**WORK TO COMPLETE**
From the lines below, copy out every one that contains the word "brown", treating uppercase and lowercase as distinct.

**DATA TO USE**
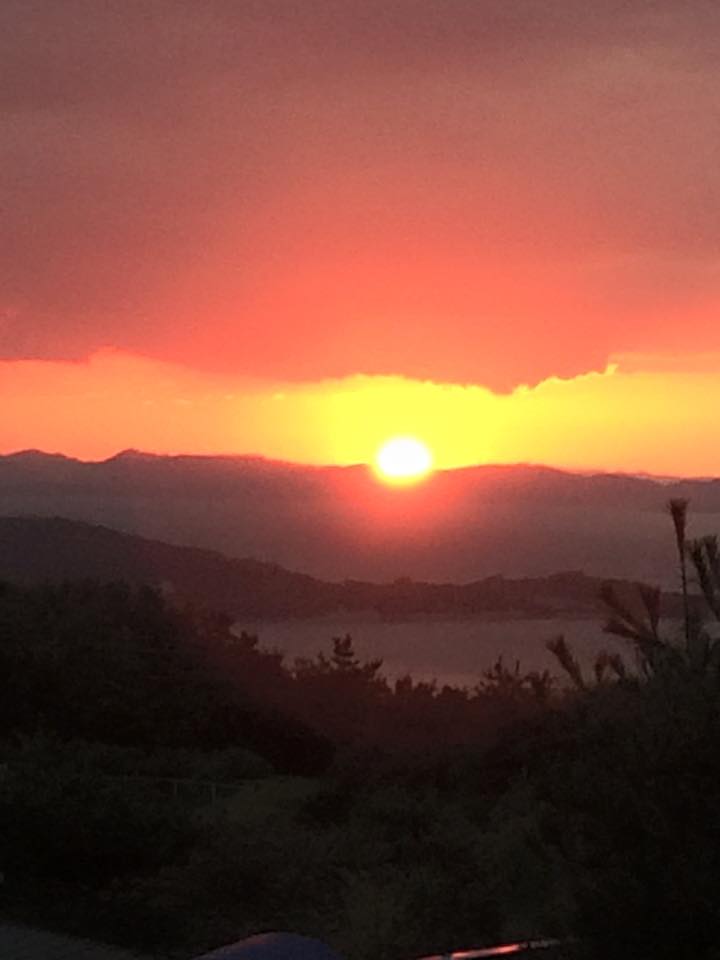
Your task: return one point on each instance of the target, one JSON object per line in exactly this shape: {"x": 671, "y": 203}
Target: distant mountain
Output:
{"x": 339, "y": 522}
{"x": 39, "y": 549}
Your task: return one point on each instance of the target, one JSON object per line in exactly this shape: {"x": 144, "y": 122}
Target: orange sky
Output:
{"x": 295, "y": 228}
{"x": 631, "y": 417}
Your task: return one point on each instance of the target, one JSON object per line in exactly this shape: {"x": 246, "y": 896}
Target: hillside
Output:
{"x": 336, "y": 523}
{"x": 38, "y": 549}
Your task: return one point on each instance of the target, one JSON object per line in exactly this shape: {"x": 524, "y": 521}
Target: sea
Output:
{"x": 453, "y": 652}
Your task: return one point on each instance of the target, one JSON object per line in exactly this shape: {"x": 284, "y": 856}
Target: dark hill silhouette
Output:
{"x": 38, "y": 549}
{"x": 339, "y": 522}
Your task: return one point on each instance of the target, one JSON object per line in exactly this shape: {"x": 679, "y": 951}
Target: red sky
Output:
{"x": 482, "y": 193}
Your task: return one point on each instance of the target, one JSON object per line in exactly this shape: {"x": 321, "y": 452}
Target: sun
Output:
{"x": 403, "y": 460}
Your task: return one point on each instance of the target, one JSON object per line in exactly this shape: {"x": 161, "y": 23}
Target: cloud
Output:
{"x": 491, "y": 192}
{"x": 634, "y": 416}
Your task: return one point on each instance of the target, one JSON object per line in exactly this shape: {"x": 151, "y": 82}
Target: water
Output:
{"x": 451, "y": 651}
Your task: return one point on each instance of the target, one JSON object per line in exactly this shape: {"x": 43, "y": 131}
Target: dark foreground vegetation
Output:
{"x": 168, "y": 785}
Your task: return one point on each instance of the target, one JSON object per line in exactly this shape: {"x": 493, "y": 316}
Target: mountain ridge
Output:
{"x": 338, "y": 523}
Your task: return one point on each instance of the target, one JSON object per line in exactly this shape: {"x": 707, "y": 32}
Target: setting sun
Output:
{"x": 403, "y": 460}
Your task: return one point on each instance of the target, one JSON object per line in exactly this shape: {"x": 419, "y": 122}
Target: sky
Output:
{"x": 293, "y": 229}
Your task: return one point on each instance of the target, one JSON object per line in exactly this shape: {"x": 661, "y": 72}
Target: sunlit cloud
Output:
{"x": 639, "y": 414}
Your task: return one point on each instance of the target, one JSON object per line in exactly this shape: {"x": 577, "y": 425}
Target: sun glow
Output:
{"x": 403, "y": 460}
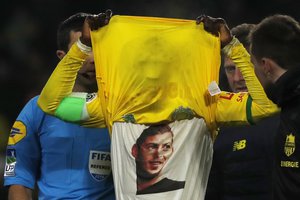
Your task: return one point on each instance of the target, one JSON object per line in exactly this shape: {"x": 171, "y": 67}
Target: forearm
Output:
{"x": 239, "y": 55}
{"x": 62, "y": 80}
{"x": 19, "y": 192}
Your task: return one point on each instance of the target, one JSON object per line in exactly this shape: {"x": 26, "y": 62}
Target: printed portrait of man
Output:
{"x": 151, "y": 151}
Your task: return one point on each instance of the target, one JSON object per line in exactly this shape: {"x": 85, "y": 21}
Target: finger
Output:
{"x": 200, "y": 19}
{"x": 108, "y": 13}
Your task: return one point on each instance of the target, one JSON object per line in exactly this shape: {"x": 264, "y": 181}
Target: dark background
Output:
{"x": 28, "y": 37}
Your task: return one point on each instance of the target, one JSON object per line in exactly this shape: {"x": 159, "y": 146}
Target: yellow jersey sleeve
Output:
{"x": 57, "y": 98}
{"x": 243, "y": 107}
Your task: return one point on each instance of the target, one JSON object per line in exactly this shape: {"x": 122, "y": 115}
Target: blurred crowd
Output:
{"x": 28, "y": 35}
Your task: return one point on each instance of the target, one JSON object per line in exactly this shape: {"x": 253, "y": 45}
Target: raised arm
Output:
{"x": 238, "y": 107}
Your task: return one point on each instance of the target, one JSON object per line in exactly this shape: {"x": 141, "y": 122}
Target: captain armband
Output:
{"x": 73, "y": 108}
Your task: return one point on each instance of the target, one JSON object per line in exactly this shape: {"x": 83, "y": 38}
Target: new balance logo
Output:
{"x": 239, "y": 145}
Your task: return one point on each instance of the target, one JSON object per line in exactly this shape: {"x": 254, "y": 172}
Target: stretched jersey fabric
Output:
{"x": 156, "y": 65}
{"x": 146, "y": 66}
{"x": 66, "y": 161}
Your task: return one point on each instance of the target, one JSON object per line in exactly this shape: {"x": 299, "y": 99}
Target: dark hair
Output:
{"x": 242, "y": 33}
{"x": 152, "y": 130}
{"x": 73, "y": 23}
{"x": 277, "y": 37}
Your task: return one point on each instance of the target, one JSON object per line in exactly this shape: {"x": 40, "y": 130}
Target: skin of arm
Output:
{"x": 238, "y": 107}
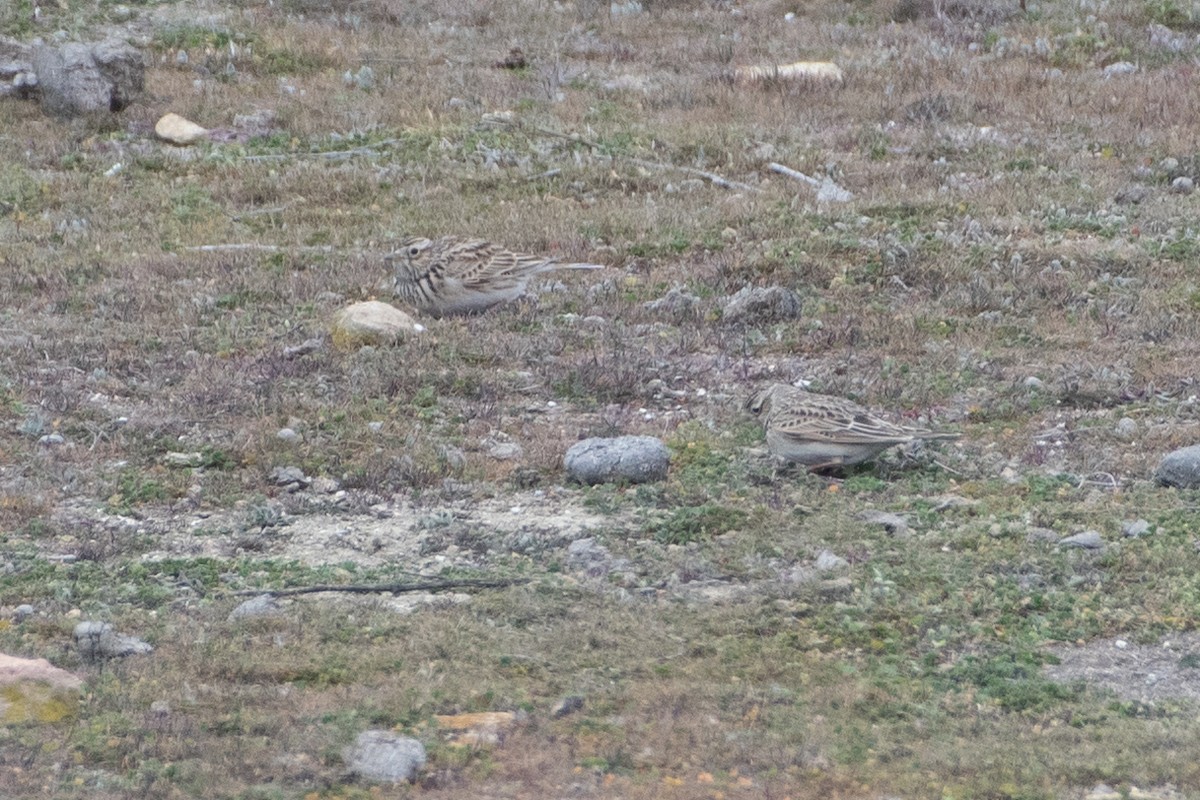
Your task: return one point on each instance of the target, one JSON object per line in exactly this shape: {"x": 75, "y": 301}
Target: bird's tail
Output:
{"x": 576, "y": 266}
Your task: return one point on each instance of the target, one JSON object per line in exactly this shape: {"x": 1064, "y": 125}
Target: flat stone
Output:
{"x": 636, "y": 459}
{"x": 759, "y": 305}
{"x": 1089, "y": 540}
{"x": 178, "y": 130}
{"x": 383, "y": 756}
{"x": 99, "y": 641}
{"x": 371, "y": 323}
{"x": 258, "y": 606}
{"x": 827, "y": 561}
{"x": 1180, "y": 468}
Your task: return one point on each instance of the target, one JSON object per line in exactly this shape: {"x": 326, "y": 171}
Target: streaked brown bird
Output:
{"x": 825, "y": 432}
{"x": 465, "y": 276}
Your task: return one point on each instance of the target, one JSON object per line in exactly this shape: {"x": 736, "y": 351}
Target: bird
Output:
{"x": 823, "y": 432}
{"x": 453, "y": 275}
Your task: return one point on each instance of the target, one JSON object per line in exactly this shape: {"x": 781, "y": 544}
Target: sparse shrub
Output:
{"x": 696, "y": 523}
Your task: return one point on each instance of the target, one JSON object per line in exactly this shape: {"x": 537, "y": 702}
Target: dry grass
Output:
{"x": 984, "y": 148}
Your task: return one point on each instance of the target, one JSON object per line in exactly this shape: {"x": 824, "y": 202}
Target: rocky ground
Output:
{"x": 292, "y": 551}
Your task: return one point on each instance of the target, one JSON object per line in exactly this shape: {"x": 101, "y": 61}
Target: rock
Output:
{"x": 1183, "y": 185}
{"x": 79, "y": 78}
{"x": 589, "y": 555}
{"x": 827, "y": 561}
{"x": 479, "y": 728}
{"x": 289, "y": 476}
{"x": 637, "y": 459}
{"x": 568, "y": 705}
{"x": 627, "y": 8}
{"x": 371, "y": 323}
{"x": 1161, "y": 36}
{"x": 183, "y": 461}
{"x": 384, "y": 756}
{"x": 1180, "y": 468}
{"x": 33, "y": 690}
{"x": 1041, "y": 535}
{"x": 835, "y": 588}
{"x": 1131, "y": 194}
{"x": 504, "y": 450}
{"x": 174, "y": 128}
{"x": 893, "y": 523}
{"x": 325, "y": 485}
{"x": 757, "y": 305}
{"x": 675, "y": 302}
{"x": 304, "y": 348}
{"x": 17, "y": 74}
{"x": 1120, "y": 68}
{"x": 1126, "y": 427}
{"x": 289, "y": 434}
{"x": 1089, "y": 540}
{"x": 258, "y": 606}
{"x": 99, "y": 641}
{"x": 1134, "y": 528}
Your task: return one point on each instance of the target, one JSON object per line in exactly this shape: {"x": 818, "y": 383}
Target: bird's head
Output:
{"x": 411, "y": 253}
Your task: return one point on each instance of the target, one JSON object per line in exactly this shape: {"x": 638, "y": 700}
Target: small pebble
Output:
{"x": 289, "y": 435}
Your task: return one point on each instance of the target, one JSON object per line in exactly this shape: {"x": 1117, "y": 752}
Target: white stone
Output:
{"x": 174, "y": 128}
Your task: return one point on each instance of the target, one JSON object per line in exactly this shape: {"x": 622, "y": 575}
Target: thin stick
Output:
{"x": 393, "y": 588}
{"x": 365, "y": 150}
{"x": 791, "y": 173}
{"x": 269, "y": 248}
{"x": 826, "y": 188}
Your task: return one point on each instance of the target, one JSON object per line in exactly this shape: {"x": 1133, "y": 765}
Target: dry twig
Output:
{"x": 393, "y": 588}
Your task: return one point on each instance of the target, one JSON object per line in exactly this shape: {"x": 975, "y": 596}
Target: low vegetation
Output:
{"x": 993, "y": 275}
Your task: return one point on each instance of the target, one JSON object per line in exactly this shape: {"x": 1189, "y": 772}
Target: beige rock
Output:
{"x": 816, "y": 71}
{"x": 177, "y": 130}
{"x": 33, "y": 690}
{"x": 478, "y": 729}
{"x": 371, "y": 323}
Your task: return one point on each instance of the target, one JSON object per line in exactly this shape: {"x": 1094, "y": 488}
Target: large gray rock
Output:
{"x": 759, "y": 305}
{"x": 99, "y": 642}
{"x": 384, "y": 756}
{"x": 637, "y": 459}
{"x": 16, "y": 68}
{"x": 1180, "y": 468}
{"x": 78, "y": 78}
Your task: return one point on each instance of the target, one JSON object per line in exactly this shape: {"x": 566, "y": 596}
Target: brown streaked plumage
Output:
{"x": 823, "y": 432}
{"x": 465, "y": 276}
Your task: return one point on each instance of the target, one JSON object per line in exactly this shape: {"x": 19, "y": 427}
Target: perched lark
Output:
{"x": 465, "y": 276}
{"x": 823, "y": 432}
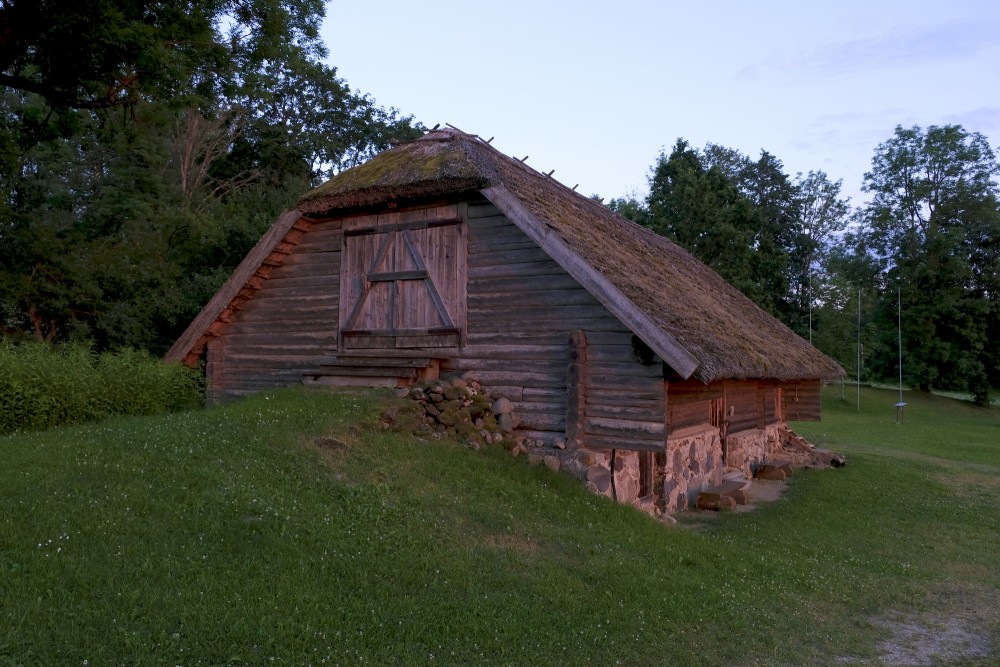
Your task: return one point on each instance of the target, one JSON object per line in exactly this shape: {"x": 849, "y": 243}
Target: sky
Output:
{"x": 597, "y": 90}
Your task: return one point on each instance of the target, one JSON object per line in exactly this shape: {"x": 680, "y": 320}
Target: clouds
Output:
{"x": 904, "y": 47}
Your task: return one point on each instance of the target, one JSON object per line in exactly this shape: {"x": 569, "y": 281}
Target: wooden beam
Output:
{"x": 665, "y": 345}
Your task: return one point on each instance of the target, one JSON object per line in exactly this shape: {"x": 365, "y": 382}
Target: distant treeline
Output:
{"x": 144, "y": 149}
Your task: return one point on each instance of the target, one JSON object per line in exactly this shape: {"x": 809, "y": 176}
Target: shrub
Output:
{"x": 42, "y": 386}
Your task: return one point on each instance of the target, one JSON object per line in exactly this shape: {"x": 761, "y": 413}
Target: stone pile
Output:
{"x": 458, "y": 408}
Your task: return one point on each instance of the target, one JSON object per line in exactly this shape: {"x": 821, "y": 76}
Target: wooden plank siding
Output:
{"x": 522, "y": 309}
{"x": 519, "y": 310}
{"x": 290, "y": 324}
{"x": 800, "y": 400}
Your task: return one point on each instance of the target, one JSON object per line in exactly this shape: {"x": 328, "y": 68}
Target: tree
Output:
{"x": 696, "y": 200}
{"x": 822, "y": 214}
{"x": 133, "y": 180}
{"x": 932, "y": 226}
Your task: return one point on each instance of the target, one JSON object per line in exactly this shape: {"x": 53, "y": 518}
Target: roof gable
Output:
{"x": 692, "y": 318}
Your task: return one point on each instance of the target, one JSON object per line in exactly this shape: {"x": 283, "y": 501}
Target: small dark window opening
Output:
{"x": 647, "y": 473}
{"x": 642, "y": 352}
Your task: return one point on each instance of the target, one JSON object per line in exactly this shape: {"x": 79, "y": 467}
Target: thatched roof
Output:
{"x": 684, "y": 310}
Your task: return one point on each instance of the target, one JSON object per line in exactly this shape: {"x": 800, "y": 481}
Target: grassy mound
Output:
{"x": 292, "y": 529}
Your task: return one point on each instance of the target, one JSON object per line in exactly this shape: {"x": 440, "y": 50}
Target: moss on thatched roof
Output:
{"x": 728, "y": 335}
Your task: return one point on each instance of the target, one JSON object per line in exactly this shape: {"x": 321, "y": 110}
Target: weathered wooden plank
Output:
{"x": 298, "y": 299}
{"x": 600, "y": 442}
{"x": 347, "y": 360}
{"x": 366, "y": 371}
{"x": 648, "y": 412}
{"x": 503, "y": 258}
{"x": 627, "y": 369}
{"x": 543, "y": 422}
{"x": 330, "y": 268}
{"x": 515, "y": 352}
{"x": 556, "y": 368}
{"x": 512, "y": 326}
{"x": 521, "y": 284}
{"x": 484, "y": 210}
{"x": 517, "y": 337}
{"x": 524, "y": 407}
{"x": 321, "y": 315}
{"x": 349, "y": 381}
{"x": 261, "y": 370}
{"x": 272, "y": 357}
{"x": 509, "y": 379}
{"x": 576, "y": 389}
{"x": 296, "y": 259}
{"x": 317, "y": 338}
{"x": 624, "y": 428}
{"x": 326, "y": 226}
{"x": 546, "y": 312}
{"x": 272, "y": 326}
{"x": 479, "y": 225}
{"x": 533, "y": 394}
{"x": 278, "y": 285}
{"x": 552, "y": 298}
{"x": 648, "y": 401}
{"x": 506, "y": 244}
{"x": 620, "y": 336}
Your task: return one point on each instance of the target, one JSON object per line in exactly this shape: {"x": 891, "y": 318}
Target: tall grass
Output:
{"x": 42, "y": 386}
{"x": 289, "y": 528}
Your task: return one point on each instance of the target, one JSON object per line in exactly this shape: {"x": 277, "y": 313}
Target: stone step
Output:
{"x": 738, "y": 491}
{"x": 774, "y": 470}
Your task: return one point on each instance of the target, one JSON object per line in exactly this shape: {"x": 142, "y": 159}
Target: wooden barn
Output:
{"x": 637, "y": 365}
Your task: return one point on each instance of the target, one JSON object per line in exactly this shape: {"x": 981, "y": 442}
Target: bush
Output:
{"x": 42, "y": 386}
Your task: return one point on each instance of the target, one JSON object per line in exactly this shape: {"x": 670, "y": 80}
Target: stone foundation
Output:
{"x": 693, "y": 462}
{"x": 748, "y": 449}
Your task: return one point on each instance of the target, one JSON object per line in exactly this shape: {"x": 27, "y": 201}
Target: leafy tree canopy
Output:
{"x": 145, "y": 146}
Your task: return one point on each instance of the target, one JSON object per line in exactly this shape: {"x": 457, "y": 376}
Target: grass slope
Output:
{"x": 287, "y": 529}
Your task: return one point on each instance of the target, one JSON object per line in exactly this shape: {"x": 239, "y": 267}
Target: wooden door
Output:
{"x": 402, "y": 286}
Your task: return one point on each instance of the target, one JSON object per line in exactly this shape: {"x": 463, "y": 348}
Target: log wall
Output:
{"x": 522, "y": 307}
{"x": 289, "y": 325}
{"x": 801, "y": 400}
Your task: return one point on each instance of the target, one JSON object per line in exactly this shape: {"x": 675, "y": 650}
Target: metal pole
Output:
{"x": 899, "y": 337}
{"x": 810, "y": 307}
{"x": 899, "y": 334}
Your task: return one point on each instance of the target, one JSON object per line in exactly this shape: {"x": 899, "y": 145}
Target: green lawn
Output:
{"x": 290, "y": 529}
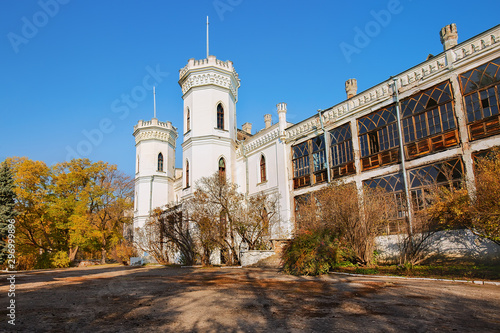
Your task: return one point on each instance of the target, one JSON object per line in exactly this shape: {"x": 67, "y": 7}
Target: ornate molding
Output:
{"x": 210, "y": 78}
{"x": 154, "y": 134}
{"x": 257, "y": 142}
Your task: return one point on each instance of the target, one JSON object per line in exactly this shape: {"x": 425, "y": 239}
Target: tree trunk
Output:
{"x": 72, "y": 253}
{"x": 103, "y": 256}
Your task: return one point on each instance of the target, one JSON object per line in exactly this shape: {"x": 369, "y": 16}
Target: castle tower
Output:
{"x": 449, "y": 36}
{"x": 351, "y": 88}
{"x": 154, "y": 167}
{"x": 210, "y": 93}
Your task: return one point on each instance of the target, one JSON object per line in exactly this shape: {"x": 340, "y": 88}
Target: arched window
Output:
{"x": 220, "y": 116}
{"x": 160, "y": 162}
{"x": 222, "y": 169}
{"x": 265, "y": 221}
{"x": 263, "y": 177}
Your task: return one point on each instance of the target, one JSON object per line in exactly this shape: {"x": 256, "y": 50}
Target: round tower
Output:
{"x": 154, "y": 167}
{"x": 210, "y": 93}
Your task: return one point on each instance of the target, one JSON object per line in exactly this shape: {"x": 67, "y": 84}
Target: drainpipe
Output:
{"x": 326, "y": 146}
{"x": 402, "y": 154}
{"x": 151, "y": 195}
{"x": 246, "y": 169}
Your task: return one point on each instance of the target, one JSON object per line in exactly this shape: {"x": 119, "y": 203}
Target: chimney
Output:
{"x": 449, "y": 36}
{"x": 351, "y": 88}
{"x": 247, "y": 127}
{"x": 268, "y": 119}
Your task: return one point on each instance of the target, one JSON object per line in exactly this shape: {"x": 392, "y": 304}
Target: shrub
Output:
{"x": 312, "y": 252}
{"x": 123, "y": 251}
{"x": 58, "y": 259}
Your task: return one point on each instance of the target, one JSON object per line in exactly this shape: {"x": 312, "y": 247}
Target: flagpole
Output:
{"x": 154, "y": 100}
{"x": 207, "y": 37}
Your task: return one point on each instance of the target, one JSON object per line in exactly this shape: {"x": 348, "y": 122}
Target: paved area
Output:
{"x": 160, "y": 299}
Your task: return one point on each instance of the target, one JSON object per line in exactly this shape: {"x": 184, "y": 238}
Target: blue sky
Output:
{"x": 68, "y": 65}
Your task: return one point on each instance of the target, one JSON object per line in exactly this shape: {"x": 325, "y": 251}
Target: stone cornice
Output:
{"x": 209, "y": 71}
{"x": 257, "y": 141}
{"x": 155, "y": 130}
{"x": 152, "y": 134}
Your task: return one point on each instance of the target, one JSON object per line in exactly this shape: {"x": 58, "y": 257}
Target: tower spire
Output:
{"x": 207, "y": 37}
{"x": 154, "y": 100}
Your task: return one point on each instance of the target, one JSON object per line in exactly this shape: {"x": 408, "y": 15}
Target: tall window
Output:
{"x": 301, "y": 167}
{"x": 319, "y": 158}
{"x": 378, "y": 138}
{"x": 187, "y": 173}
{"x": 220, "y": 116}
{"x": 481, "y": 90}
{"x": 309, "y": 162}
{"x": 263, "y": 177}
{"x": 222, "y": 169}
{"x": 428, "y": 121}
{"x": 160, "y": 162}
{"x": 341, "y": 151}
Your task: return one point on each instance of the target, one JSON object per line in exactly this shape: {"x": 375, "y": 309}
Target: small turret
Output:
{"x": 449, "y": 36}
{"x": 351, "y": 88}
{"x": 268, "y": 119}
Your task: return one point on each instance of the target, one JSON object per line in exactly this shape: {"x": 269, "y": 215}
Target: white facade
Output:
{"x": 208, "y": 83}
{"x": 154, "y": 167}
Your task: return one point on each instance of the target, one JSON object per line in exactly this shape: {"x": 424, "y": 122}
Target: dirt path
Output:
{"x": 159, "y": 299}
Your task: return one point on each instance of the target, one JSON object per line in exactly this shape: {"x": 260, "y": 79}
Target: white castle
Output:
{"x": 449, "y": 109}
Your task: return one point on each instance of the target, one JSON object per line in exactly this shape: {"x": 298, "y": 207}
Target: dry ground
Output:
{"x": 164, "y": 299}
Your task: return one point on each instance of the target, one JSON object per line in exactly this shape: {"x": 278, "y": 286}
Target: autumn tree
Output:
{"x": 73, "y": 204}
{"x": 35, "y": 230}
{"x": 454, "y": 207}
{"x": 151, "y": 238}
{"x": 7, "y": 211}
{"x": 258, "y": 217}
{"x": 93, "y": 199}
{"x": 355, "y": 219}
{"x": 225, "y": 218}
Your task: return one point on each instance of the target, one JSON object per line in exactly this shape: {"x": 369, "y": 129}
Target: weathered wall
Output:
{"x": 253, "y": 256}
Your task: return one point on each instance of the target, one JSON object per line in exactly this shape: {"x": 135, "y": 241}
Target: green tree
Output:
{"x": 7, "y": 205}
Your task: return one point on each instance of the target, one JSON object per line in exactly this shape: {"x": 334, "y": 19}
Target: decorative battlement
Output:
{"x": 154, "y": 122}
{"x": 281, "y": 107}
{"x": 154, "y": 129}
{"x": 256, "y": 142}
{"x": 351, "y": 88}
{"x": 210, "y": 61}
{"x": 210, "y": 71}
{"x": 449, "y": 36}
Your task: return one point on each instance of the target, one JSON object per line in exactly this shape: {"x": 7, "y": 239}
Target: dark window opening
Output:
{"x": 160, "y": 162}
{"x": 220, "y": 117}
{"x": 263, "y": 177}
{"x": 222, "y": 169}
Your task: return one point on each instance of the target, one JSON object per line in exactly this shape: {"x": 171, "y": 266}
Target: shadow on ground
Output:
{"x": 164, "y": 299}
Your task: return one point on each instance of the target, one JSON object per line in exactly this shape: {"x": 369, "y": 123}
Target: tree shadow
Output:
{"x": 161, "y": 299}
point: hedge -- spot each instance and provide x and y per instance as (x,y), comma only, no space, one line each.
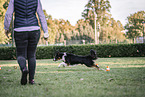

**ANSWER TO THIS EXERCISE**
Target: streaked brown bird
Target: brown streaked plumage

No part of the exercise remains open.